GIVEN TASK =
Answer these questions using the contestant profiles:
1. Where will the boys join Scherzinger?
2. What is Jahmene Douglas's job?
3. At what age did Adam Burridge begin playing guitar?

TEXT EXTRACT =
She said: "I was gutted when I saw Gary at judges' houses because he hated my first audition. So I think my chances have just plummeted. But if I don't get through, I'll have a baby instead. So either way, the outcome will be good."
Boys (who will join Scherzinger at a luxury resort in Dubai with guest mentor Ne-yo)
:: Jake Quickenden, 23, a lifeguard from Scunthorpe
Quickenden made his mum cry when she heard him sing at the age of nine.
He has written songs for many and had a spell as a pro footballer.
He said: "Winning this would mean so much. I'd be able to give people in my life something to be happy about, and pay my mum back the cash I owe her. I want to make her proud."
:: Jahmene Douglas, 21, a supermarket worker from Swindon
Douglas sang in the school playground in exchange for sweets, and the soul/gospel singer has sung at weddings and in church.
He said: "I'm living in the moment because it's too overwhelming if I try to think any further ahead. But I believe in myself a little bit more."
:: Rylan Clark, 23, a model from Essex.
Clark has appeared in Westlife and Take That tribute bands and dreams of releasing an Ibiza-style dance album.
He said: "I'm not the best singer in this competition, I know that. But I know it's in me. If I get to the live shows, that's when I'll come into myself. Saturday nights will never, ever be the same again I'm telling you now."
:: James Arthur, 24, a singer-songwriter from Middlesbrough
After a difficult childhood, Arthur immersed himself in music and has gigged around the North East of England.
He said: "I want to break the mould of your typical popstar. The more I progress through the competition, the more I'm evolving and becoming more rounded as a person."
:: Adam Burridge, 23, an admin assistant from Middlesex
Currently working for his uncle's double glazing firm, Burridge began playing guitar at 15 and wants to play at Glastonbury.
He said: "I don't think you could say any of us are better in this six than anyone else. We're all good, we're just very different. This is a really strong category."
:: Nathan Fagan-Gayle, 25, a singer-songwriter from London
As a 14-year-old Fagan-Gayle was inspired to pursue his music after he performed for Alicia Keys when she visited his school.

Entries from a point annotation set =

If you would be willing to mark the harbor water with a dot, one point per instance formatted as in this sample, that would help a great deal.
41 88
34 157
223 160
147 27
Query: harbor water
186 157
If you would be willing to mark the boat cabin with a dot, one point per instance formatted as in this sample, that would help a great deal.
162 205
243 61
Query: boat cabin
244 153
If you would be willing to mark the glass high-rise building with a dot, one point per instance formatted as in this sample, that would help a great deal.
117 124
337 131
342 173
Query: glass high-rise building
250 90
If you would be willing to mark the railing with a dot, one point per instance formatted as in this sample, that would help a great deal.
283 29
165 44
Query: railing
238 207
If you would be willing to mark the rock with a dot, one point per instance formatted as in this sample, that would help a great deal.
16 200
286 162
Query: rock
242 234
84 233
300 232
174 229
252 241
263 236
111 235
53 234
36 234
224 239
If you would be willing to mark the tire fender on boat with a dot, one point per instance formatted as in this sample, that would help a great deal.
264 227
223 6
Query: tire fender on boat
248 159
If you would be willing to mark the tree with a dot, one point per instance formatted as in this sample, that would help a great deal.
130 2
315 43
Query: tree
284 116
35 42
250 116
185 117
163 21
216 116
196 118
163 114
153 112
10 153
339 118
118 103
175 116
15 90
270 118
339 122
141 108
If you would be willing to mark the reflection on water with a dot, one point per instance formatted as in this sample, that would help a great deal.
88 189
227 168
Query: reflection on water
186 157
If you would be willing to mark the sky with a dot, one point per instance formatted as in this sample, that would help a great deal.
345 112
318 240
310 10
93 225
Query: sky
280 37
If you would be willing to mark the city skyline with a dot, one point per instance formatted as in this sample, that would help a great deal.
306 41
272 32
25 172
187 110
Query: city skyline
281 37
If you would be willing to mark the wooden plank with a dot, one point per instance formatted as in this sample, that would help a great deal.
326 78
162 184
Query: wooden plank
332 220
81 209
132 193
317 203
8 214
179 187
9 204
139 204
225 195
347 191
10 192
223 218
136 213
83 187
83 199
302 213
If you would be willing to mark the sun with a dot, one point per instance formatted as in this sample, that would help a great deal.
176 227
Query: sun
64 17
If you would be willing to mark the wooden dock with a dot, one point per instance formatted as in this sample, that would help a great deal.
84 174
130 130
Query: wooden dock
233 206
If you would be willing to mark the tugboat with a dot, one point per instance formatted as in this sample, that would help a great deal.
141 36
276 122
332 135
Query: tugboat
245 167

SOLUTION TO THIS TASK =
1. At a luxury resort in Dubai
2. Supermarket worker
3. 15